#### Selected passage:
┄┄┄┄┄┄┄┄┄┄

The general rule on the subject is thus stated in vol. 3 of Pomeroy’s Equity Jurisprudence, at page 2033, as follows: “In general, whenever the legal title to property, real or personal, has been obtained through actual fraud, misrepresentations, concealments, or through undue influence, duress, taking advantage of one’s weakness or necessities, or through any other similar means or under any other similar circumstances which render it unconscientious for the holder of the legal title to retain and enjoy the beneficial interest, equity impresses a constructive trust on the property thus acquired in favor of the one who is truly and equitably entitled to the same, although he may never perhaps have had any legal estate therein; and a court of equity has jurisdiction to reach the property, either in the hands of the original wrongdoer or in the hands of any subsequent holder, until a purchaser of it in good faith and without notice acquires a higher right, and takes property relieved from the trust. The forms and varieties of these trusts, which are termed ex maleficio or ex delicto, are practically without limit. The principle is applied wherever it is necessary for the obtaining of complete justice, although the law may also give the remedy of damages against the wrong-doer.”

┄┄┄┄┄┄┄┄┄┄

#### Requests:
**A)** From the passage on constructive trusts, list each specific means named through which legal title to property may have been obtained, before the general catch-all phrases.
**B)** Render into Spanish the following sentence from the passage on constructive trusts: "The forms and varieties of these trusts, which are termed ex maleficio or ex delicto, are practically without limit."
**C)** According to the passage on constructive trusts, in which work and on what page is the general rule stated?

┄┄┄┄┄┄┄┄┄┄

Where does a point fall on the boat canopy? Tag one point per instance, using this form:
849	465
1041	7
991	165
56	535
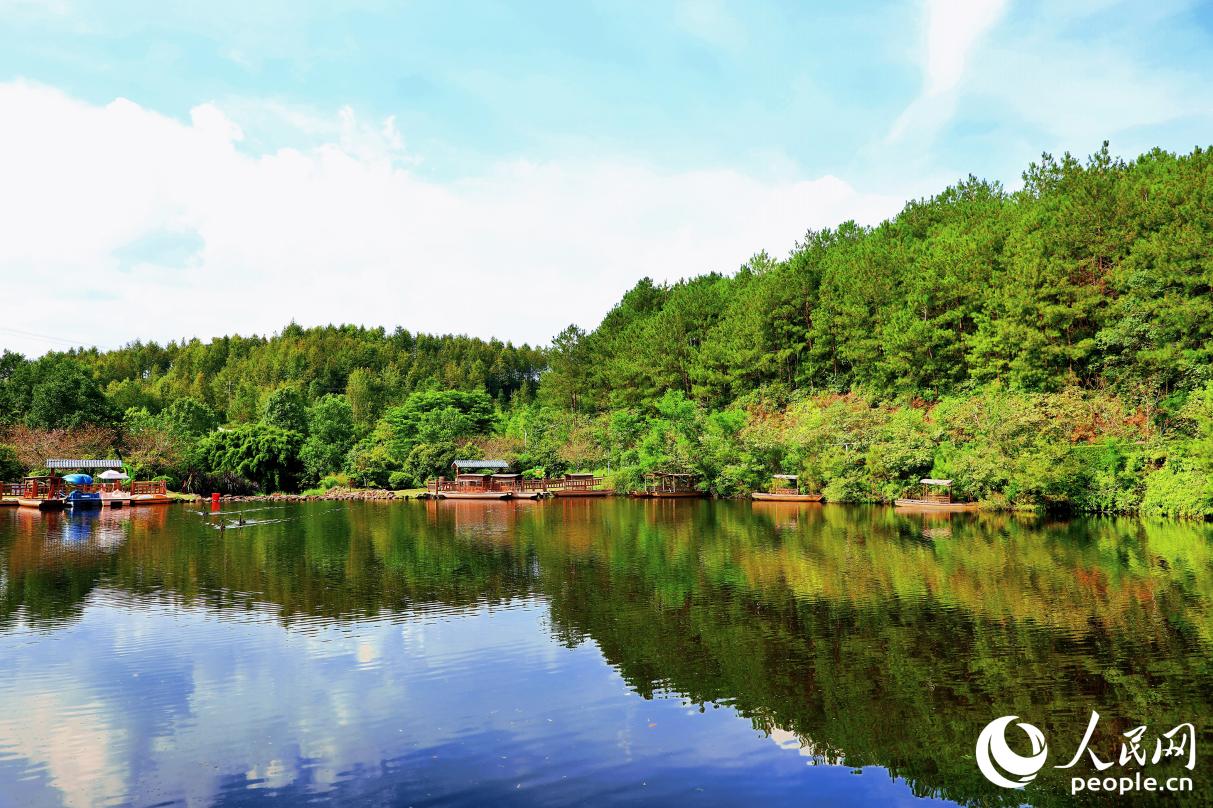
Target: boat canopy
479	464
83	464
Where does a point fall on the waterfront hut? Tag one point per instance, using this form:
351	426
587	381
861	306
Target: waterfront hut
10	493
579	484
472	481
112	491
935	495
106	493
44	493
785	488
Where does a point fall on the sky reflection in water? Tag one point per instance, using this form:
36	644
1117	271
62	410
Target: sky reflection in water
559	653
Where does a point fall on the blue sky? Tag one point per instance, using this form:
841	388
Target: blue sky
569	147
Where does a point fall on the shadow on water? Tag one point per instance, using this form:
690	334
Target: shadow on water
847	635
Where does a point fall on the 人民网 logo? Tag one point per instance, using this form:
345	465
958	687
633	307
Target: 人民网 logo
995	757
1009	769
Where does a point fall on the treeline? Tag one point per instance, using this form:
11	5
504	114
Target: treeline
1044	347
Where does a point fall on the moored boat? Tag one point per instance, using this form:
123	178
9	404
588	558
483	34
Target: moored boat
577	484
153	491
785	488
81	493
43	493
476	485
113	495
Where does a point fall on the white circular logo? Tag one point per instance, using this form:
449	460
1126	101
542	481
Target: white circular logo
992	744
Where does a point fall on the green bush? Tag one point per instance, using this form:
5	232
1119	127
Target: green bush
1178	489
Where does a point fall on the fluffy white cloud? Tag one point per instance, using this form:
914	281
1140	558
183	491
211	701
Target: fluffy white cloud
952	28
118	222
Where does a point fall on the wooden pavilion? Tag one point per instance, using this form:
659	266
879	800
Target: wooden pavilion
937	495
785	488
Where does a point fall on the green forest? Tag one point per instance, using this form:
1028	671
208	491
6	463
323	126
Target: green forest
1047	348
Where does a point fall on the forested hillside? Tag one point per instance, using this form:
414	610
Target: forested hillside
1048	347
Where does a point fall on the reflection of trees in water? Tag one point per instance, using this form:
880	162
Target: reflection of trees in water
870	635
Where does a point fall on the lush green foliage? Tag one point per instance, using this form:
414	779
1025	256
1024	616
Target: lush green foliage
265	454
1048	347
50	393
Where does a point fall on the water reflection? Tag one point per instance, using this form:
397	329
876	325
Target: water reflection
471	652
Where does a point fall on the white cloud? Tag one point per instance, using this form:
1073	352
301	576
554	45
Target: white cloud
952	28
346	231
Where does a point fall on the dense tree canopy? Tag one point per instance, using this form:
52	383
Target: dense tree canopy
1048	346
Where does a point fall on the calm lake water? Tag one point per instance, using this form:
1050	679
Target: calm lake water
573	652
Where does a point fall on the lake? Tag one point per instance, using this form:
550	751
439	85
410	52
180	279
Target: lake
587	652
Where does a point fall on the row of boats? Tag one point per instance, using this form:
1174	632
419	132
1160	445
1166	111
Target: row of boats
490	479
55	493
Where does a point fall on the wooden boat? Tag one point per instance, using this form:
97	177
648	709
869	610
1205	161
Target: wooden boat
81	498
9	494
153	491
472	485
785	488
113	495
937	498
114	498
518	487
935	507
581	485
474	495
43	493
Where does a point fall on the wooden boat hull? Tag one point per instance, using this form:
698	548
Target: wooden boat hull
151	499
763	496
474	495
41	505
935	507
78	500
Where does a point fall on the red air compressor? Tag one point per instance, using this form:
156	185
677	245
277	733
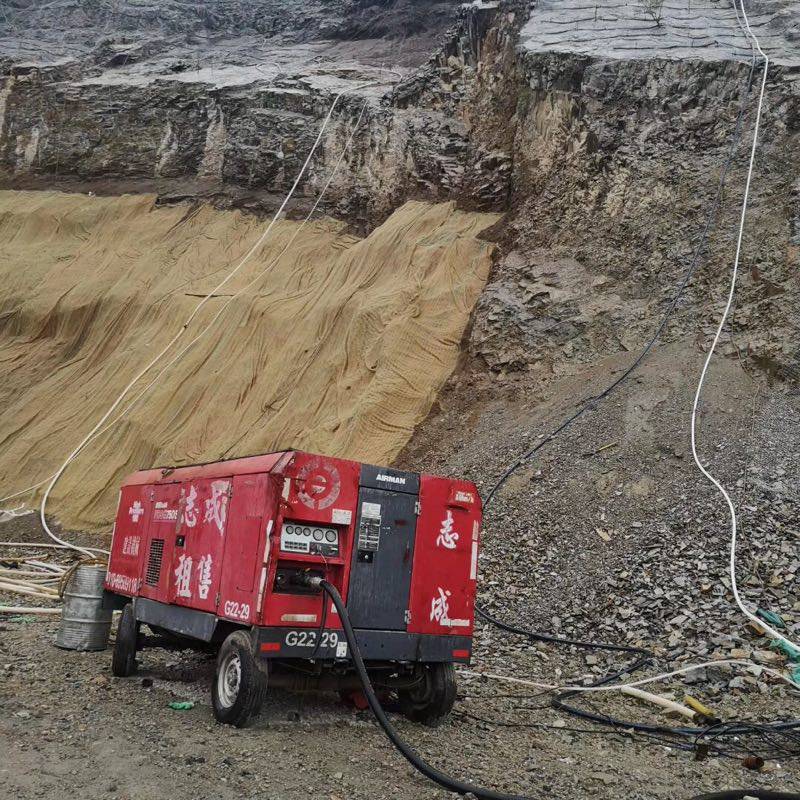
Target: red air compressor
231	555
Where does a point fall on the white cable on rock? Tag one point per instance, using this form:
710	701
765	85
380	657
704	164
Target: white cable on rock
255	280
56	476
641	682
731	293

┄┄┄┄┄┄┄┄┄┄

#### Answer list:
**A)**
- Actual fraud
- Misrepresentations
- Concealments
- Undue influence
- Duress
- Taking advantage of one's weakness or necessities

**B)** Las formas y variedades de estos fideicomisos, que se denominan ex maleficio o ex delicto, son prácticamente ilimitadas.

**C)** Volume 3 of Pomeroy's Equity Jurisprudence, page 2033.